11. In the event the company incurs operating expenses, you intend to “equitably spread” those costs among the revenue flowing into the company from each Property LLC in place at the time the expense is incurred. Please clarify what revenue you are referring to. For example, state if the company may deduct company-level operating expenses from planned distributions to Bitholders. Explain how the company would equitably spread amounts if one property subsidiary is eligible to make distributions and others are not.

 

The disclosure has been amended to describe the procedure by which the Company would deduct amounts to cover its expenses from the amounts that would otherwise be distributed to Bitholders. Additionally, Section 5.13 has been added to the operating agreement to clarify the authority of the Manager to make these determinations and a corresponding change has been made to the Class [TBD] Bit Designation.

 

Compensation of Our Manager and Affiliate, page 31

 

12. We note your response to comment 11 that the company has decided to eliminate the property management fee. However, the operating agreement filed as Exhibit 2.2 provides for payment to the Manager of a monthly servicing / property management fee equal to an annualized rate of up to 0.50%. Please file the revised operating agreement as an exhibit to your offering statement, or revise your disclosure to describe the servicing / property management fee.

 

  

 

 

There appears to have been a filing error. The corrected operating agreement has been included with this filing.

 

13. Please revise your disclosure to clarify that the asset management fee can be increased without Bitholder consent.

§ §

**Direction a:** List every line in the records that contains the word "paved", copying each line in full.

**Data rows:**

§ §

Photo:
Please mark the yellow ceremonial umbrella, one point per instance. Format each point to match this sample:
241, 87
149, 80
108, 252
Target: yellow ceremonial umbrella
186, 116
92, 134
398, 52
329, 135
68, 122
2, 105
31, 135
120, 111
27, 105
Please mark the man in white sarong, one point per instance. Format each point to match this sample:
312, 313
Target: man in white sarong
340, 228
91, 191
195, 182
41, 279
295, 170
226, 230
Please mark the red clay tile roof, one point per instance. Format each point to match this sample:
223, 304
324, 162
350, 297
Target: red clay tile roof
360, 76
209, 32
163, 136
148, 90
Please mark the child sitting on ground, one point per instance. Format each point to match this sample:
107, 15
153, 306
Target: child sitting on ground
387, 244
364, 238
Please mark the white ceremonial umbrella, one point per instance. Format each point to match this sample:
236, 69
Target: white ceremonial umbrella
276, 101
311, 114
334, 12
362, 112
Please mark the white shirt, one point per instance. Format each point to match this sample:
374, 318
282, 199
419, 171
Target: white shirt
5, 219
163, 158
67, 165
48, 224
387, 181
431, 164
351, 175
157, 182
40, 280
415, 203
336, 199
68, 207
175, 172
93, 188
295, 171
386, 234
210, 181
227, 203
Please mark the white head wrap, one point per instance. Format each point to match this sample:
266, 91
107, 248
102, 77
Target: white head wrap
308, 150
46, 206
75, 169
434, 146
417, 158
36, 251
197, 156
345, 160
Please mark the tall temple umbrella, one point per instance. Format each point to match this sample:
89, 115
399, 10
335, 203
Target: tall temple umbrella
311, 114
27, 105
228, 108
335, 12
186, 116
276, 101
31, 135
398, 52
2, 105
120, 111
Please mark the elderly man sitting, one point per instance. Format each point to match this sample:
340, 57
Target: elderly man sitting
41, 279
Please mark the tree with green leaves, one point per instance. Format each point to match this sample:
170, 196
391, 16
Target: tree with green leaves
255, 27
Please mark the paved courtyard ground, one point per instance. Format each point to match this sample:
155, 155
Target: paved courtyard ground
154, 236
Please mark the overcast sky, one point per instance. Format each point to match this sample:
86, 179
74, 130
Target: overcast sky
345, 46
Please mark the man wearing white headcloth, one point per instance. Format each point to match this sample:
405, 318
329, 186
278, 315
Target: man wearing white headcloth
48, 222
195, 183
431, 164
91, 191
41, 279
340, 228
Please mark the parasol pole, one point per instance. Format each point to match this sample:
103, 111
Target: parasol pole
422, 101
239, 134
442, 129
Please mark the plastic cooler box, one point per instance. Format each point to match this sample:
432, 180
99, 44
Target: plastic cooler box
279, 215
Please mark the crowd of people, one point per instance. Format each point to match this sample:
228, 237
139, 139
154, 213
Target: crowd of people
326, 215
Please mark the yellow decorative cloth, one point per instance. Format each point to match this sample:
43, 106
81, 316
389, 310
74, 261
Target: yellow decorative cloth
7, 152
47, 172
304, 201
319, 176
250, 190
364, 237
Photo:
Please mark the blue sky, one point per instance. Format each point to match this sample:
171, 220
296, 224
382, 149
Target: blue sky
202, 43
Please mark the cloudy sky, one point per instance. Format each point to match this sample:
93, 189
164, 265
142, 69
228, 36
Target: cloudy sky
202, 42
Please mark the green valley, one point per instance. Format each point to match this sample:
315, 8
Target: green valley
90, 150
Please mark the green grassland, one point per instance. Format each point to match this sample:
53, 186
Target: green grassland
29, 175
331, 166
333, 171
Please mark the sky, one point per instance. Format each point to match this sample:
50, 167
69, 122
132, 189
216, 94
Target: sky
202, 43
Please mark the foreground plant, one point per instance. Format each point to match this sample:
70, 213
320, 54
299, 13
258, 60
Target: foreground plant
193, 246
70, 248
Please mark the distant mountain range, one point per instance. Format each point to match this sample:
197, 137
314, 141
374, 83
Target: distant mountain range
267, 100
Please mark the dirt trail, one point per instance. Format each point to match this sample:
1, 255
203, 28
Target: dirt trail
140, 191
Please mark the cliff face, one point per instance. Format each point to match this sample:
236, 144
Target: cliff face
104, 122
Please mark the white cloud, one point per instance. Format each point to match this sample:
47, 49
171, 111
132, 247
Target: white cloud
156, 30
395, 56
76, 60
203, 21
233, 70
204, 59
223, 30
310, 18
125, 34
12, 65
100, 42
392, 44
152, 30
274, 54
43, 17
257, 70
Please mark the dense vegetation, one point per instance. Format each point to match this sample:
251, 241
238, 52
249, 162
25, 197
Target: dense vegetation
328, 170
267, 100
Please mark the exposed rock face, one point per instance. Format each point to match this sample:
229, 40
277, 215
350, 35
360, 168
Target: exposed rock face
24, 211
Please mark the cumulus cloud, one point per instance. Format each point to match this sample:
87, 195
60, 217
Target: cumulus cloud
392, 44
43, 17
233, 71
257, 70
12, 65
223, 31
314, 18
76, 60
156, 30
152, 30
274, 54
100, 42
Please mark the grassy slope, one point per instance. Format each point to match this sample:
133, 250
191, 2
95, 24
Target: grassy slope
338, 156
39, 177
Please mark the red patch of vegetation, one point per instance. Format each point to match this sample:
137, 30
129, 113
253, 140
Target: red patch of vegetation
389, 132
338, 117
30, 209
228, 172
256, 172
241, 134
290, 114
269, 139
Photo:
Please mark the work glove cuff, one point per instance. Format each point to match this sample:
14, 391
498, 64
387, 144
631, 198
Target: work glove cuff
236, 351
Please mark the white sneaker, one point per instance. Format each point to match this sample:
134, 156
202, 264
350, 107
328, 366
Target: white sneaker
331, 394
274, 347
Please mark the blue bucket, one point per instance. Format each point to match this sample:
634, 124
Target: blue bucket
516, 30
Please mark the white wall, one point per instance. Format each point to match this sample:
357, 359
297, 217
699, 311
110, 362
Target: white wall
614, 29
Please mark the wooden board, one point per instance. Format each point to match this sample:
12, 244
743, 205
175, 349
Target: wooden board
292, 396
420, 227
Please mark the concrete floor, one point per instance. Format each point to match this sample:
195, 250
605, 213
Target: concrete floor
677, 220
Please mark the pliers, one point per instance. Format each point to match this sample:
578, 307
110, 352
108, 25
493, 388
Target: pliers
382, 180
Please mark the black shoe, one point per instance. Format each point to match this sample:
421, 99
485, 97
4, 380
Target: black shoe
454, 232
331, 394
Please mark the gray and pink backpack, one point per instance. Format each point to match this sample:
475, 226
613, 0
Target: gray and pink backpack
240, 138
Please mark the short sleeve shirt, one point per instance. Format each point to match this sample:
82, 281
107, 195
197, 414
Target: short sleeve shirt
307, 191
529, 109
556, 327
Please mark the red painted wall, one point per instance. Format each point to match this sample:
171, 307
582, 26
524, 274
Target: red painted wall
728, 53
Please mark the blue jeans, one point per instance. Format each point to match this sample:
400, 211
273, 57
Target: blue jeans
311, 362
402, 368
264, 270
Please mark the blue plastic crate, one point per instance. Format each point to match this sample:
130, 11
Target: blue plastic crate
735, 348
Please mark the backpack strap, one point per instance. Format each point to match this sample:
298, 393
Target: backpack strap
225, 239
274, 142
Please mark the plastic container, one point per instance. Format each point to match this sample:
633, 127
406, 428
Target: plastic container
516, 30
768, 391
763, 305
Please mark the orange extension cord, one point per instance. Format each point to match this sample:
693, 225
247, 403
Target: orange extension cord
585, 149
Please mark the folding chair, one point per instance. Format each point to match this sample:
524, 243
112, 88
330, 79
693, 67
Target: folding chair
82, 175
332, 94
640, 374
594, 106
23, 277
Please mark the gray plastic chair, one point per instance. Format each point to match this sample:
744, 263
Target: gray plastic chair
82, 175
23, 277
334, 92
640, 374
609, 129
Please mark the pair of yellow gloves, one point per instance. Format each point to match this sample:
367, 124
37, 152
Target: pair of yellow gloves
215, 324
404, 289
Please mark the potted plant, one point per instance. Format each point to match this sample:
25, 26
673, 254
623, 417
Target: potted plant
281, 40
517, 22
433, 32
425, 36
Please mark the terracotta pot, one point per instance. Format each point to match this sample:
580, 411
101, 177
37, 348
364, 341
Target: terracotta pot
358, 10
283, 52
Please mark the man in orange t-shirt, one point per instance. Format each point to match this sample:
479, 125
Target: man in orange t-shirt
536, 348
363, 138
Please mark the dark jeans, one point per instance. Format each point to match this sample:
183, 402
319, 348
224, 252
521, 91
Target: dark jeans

§ §

**Direction b:** Please continue the comment letter on the offering statement from where it stops.

**Response a:**
Please mark the paved courtyard ground, one point per instance. Format each point to match this sample:
Target: paved courtyard ground

**Response b:**
 

The disclosure has been amended to reflect that the asset management fee may be increased or decreased at the sole discretion of the Manager without Bitholder consent.

 

Securities Being Offered, page 38

 

14. Please confirm, if true, that the redemption of Bits is mandatory upon sale of the related property. Please also be aware that if the company creates a redemption plan applicable to the Class [TBD] Common Bits, such plan will be subject to Regulation 14E.

 

There appears to have been a filing error. The corrected Class [TBD] Bit Designation has been included with this filing. There is no redemption of the Class [TBD] Common Bits. Rather, by operation of contract, holders of the Class [TBD] Common Bits will receive their pro rata share of the net proceeds of any disposition of the underlying property and the Class [TBD] Common Bits will cease to exist.

 

15. We note your revised disclosure in response to comments 19 and 31. Please reconcile your disclosure on pages 17 and 39, regarding the distribution amount due to Bitholders upon the occurrence of a “change of control event,” with Section 4 of the Bit Designation, which provides for redemption at the “Market Price,” as defined in the Operating Agreement. We further note that the definition of “Market Price” in the Operating Agreement sets forth three alternative meanings. Please clarify how you will determine, and how you will inform Bitholders, which of these will apply.

 

There appears to have been a filing error. The corrected Class [TBD] Bit Designation has been included with this filing.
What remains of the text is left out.